:: Work instructions ::
Go to the line in the entries below that holds "Target: pink nose" and repeat exactly from there through the line that holds "Target: cat's body", inclusive.

Records contained in a dataset
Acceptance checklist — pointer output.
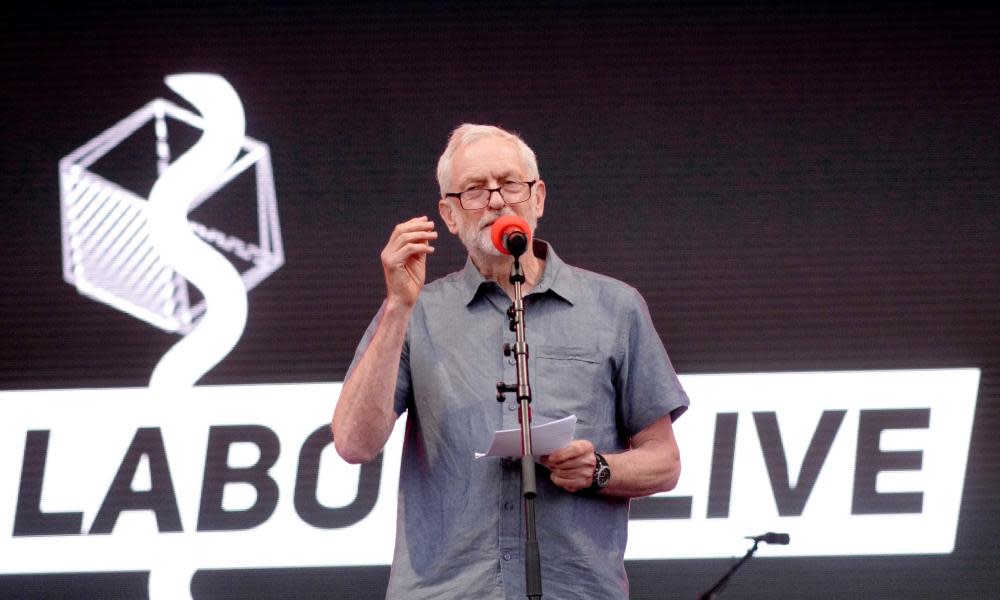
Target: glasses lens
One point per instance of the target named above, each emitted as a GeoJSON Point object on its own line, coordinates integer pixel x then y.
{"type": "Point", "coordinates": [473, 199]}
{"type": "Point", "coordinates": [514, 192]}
==
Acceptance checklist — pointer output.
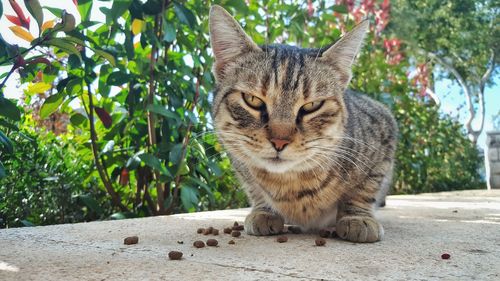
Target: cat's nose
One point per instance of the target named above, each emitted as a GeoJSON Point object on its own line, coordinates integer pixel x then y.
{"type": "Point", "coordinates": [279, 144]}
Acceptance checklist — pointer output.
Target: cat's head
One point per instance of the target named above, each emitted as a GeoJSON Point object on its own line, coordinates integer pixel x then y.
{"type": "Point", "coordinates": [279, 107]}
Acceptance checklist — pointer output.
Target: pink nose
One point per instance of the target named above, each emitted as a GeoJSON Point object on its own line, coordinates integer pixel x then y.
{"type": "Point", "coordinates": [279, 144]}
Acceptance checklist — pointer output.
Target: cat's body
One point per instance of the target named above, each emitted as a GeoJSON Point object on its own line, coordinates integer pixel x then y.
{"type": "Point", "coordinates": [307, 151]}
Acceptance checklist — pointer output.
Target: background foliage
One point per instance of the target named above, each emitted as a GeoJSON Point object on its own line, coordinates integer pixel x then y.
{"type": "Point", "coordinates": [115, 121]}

:: Result below ::
Target: pink nose
One point per instance of the target named above, each emitted as a GeoJSON Point object on its own line, coordinates integer pixel x then y.
{"type": "Point", "coordinates": [279, 144]}
Acceptance checklist — pointer output.
Target: cat's body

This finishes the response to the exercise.